Count how many lines in the material below contain the string "building", where uppercase and lowercase letters count as different. Give only the number.

───── Extracted material ─────

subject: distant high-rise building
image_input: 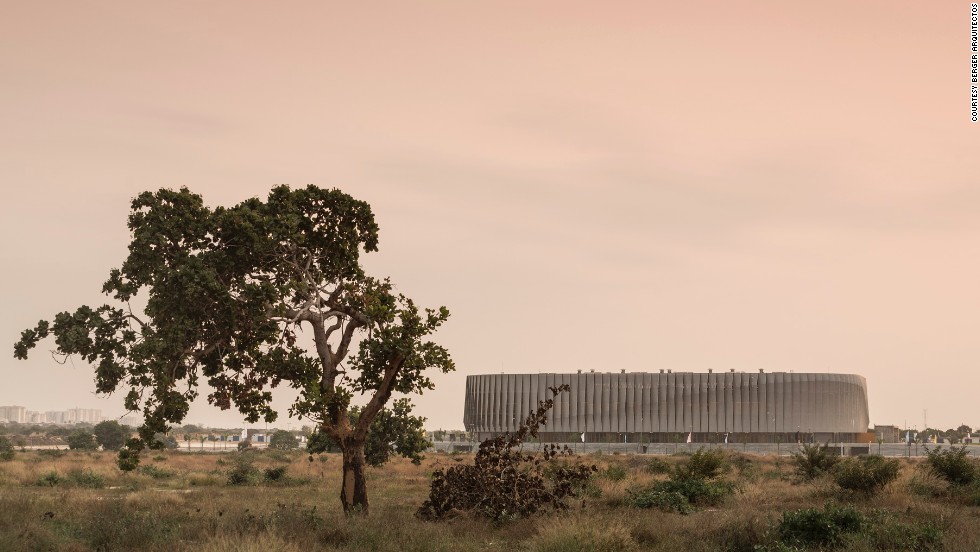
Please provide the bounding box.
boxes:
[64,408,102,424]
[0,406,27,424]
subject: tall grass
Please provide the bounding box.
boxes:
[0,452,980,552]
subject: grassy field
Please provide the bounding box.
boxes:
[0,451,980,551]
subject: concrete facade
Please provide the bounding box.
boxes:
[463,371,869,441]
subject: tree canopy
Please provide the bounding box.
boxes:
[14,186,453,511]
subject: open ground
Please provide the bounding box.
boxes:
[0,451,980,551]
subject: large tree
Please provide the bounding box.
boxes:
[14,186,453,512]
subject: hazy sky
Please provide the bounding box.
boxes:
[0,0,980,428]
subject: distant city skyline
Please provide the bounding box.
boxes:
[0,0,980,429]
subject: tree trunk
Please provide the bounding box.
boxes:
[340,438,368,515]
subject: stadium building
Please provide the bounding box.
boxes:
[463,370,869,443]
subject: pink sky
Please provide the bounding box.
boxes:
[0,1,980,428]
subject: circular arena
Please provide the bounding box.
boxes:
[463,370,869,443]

─────
───── Extracted material ─────

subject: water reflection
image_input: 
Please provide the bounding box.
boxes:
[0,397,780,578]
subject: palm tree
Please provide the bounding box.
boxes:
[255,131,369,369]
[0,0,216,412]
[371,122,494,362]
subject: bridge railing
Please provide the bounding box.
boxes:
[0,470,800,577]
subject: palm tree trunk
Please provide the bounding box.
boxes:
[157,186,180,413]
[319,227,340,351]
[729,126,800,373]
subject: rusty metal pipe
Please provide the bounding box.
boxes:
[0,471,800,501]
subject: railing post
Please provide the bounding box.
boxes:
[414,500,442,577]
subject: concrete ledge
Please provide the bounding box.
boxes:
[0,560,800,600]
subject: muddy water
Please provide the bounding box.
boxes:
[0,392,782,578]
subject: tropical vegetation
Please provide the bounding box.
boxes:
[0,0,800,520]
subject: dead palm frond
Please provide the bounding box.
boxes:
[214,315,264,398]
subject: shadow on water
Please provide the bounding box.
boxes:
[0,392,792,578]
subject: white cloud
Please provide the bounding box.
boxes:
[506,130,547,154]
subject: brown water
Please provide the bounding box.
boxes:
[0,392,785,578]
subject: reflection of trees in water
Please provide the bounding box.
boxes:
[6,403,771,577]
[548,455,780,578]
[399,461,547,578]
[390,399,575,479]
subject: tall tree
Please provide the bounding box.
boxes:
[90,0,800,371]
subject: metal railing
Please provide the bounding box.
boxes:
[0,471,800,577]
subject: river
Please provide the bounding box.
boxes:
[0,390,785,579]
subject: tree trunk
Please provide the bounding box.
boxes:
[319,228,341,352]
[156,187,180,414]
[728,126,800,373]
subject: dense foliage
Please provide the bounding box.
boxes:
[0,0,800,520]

─────

Answer to the task: 2